Set problem -
Please say how long the shoot of the first Halloweentown film lasted, according to the Halloweentown extract.

The first installment of the Halloweentown franchise was presented to director Duwayne Dunham as a $20 to $30 million project. But they were only given $4 million to film with.
“I liked the story of the kids and their grandmother and the mother and the secret and all of that stuff. But it was like a $20 to $30 million movie when they presented it to me, and at that time, Disney Channel had just started production on their first movie, which was “Brink,” and we were the second one,” Dunham said in an interview with MTV.
“Our concept was great, but the scope was too much for us and our budget. So the trick was how do you keep the tone and the concept intact, and pare it down so we could afford to do this?”
Obviously hey made it work. The film was shot in full over the course of a quick, 24-day span, with actors doubling up costumes on set to create the illusion of a busy town.
You can visit Halloweentown in real life.
The original Halloweentown was filmed in the town square of St. Helens, Oregon, and every year since its release in 1998, the town celebrates All Hallows’ Eve by hosting the Spirit Of Halloweentown Festival from mid-September through October 31.
“They kick off the festival every year with an annual lighting ceremony. We say a spell from the movie, and the jack-o-lantern is lit. It’s lit you guys,” Brown said of the festival in a YouTube video.
The month-long event also features activities like family-friendly haunted houses, photos with the original orange pumpkin from the film, a museum of peculiarities and oddities, pumpkin picking, a costume contest, and more.
Benny, the sassy skeleton taxi driver, was actually a robot.

Stored data -
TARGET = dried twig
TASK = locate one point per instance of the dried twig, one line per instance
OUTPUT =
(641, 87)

Exercise output -
24 days.